Segmentation mask data:
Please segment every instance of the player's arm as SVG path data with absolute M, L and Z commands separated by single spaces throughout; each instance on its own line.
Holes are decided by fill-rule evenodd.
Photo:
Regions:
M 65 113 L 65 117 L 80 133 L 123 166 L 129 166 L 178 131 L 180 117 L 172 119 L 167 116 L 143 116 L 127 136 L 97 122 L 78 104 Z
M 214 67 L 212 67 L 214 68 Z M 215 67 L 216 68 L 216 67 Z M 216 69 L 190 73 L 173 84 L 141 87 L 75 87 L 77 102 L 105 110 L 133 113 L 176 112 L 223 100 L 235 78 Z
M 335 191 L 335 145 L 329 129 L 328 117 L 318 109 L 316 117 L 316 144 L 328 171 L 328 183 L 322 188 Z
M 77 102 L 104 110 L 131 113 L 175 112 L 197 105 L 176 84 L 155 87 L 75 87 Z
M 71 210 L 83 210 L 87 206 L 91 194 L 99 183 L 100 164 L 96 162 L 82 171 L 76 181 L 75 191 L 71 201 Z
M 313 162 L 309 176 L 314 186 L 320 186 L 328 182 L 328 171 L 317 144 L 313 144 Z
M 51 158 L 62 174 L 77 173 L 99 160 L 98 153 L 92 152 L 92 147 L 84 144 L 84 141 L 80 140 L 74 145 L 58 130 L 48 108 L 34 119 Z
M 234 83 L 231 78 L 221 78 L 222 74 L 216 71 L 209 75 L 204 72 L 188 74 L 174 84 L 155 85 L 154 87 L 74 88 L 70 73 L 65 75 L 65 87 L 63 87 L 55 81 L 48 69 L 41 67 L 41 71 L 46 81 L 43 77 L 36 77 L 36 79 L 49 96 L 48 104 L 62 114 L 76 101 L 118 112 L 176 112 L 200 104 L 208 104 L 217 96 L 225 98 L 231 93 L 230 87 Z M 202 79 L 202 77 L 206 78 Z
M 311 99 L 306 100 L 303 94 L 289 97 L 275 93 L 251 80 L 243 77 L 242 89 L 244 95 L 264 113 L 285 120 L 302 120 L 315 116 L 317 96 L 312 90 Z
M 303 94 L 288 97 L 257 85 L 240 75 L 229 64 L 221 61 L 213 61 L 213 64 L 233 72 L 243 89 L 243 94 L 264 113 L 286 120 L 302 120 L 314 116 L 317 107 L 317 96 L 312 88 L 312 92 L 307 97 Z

_Problem description_: For this exercise, all the data must be repeated exactly.

_Exercise response_:
Please segment every instance of the player's arm as SVG path data with absolute M, L and Z commands separated by single spaces throughout; each instance on its own line.
Holes are decided by fill-rule evenodd.
Photo:
Regions:
M 65 113 L 65 117 L 80 133 L 123 166 L 129 166 L 178 131 L 180 117 L 172 119 L 167 116 L 143 116 L 127 136 L 97 122 L 78 104 Z
M 214 67 L 212 67 L 214 68 Z M 215 67 L 216 68 L 216 67 Z M 216 69 L 190 73 L 173 84 L 141 87 L 75 87 L 77 102 L 105 110 L 133 113 L 176 112 L 223 100 L 235 78 Z
M 335 191 L 335 145 L 329 129 L 328 117 L 318 109 L 316 117 L 316 144 L 328 171 L 328 183 L 322 188 Z
M 77 102 L 104 110 L 131 113 L 175 112 L 197 105 L 176 84 L 155 87 L 75 87 Z
M 71 210 L 83 210 L 87 206 L 91 194 L 99 183 L 100 164 L 96 162 L 82 171 L 76 181 L 75 191 L 71 201 Z
M 313 162 L 309 176 L 314 186 L 320 186 L 328 182 L 328 171 L 317 144 L 313 144 Z
M 51 158 L 62 174 L 77 173 L 99 160 L 98 153 L 92 152 L 92 147 L 84 144 L 84 141 L 80 140 L 74 145 L 58 130 L 48 108 L 34 119 Z
M 234 83 L 231 78 L 221 78 L 222 74 L 216 71 L 209 75 L 204 72 L 188 74 L 174 84 L 155 85 L 154 87 L 74 88 L 70 73 L 65 75 L 65 87 L 63 87 L 55 81 L 48 69 L 41 67 L 41 71 L 46 81 L 43 77 L 36 77 L 36 79 L 49 96 L 48 104 L 62 114 L 76 101 L 118 112 L 176 112 L 200 104 L 208 104 L 217 96 L 225 98 L 231 93 L 230 87 Z M 202 79 L 202 77 L 206 78 Z
M 311 99 L 306 100 L 303 94 L 289 97 L 275 93 L 251 80 L 243 77 L 242 89 L 244 95 L 264 113 L 285 120 L 302 120 L 315 116 L 317 96 L 312 90 Z
M 303 94 L 288 97 L 257 85 L 240 75 L 229 64 L 221 61 L 213 61 L 213 64 L 233 72 L 243 89 L 243 94 L 264 113 L 286 120 L 302 120 L 314 116 L 317 107 L 317 96 L 312 88 L 312 92 L 307 97 Z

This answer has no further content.